Task prompt -
Reproduce each entry exactly as written.

Data excerpts
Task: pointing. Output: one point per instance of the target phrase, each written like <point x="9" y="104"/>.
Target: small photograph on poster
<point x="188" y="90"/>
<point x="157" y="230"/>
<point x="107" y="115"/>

Answer to the problem -
Task: pointing. Output: one point per instance of the target phrase, each written like <point x="9" y="104"/>.
Target: small photograph on poster
<point x="188" y="90"/>
<point x="157" y="230"/>
<point x="107" y="115"/>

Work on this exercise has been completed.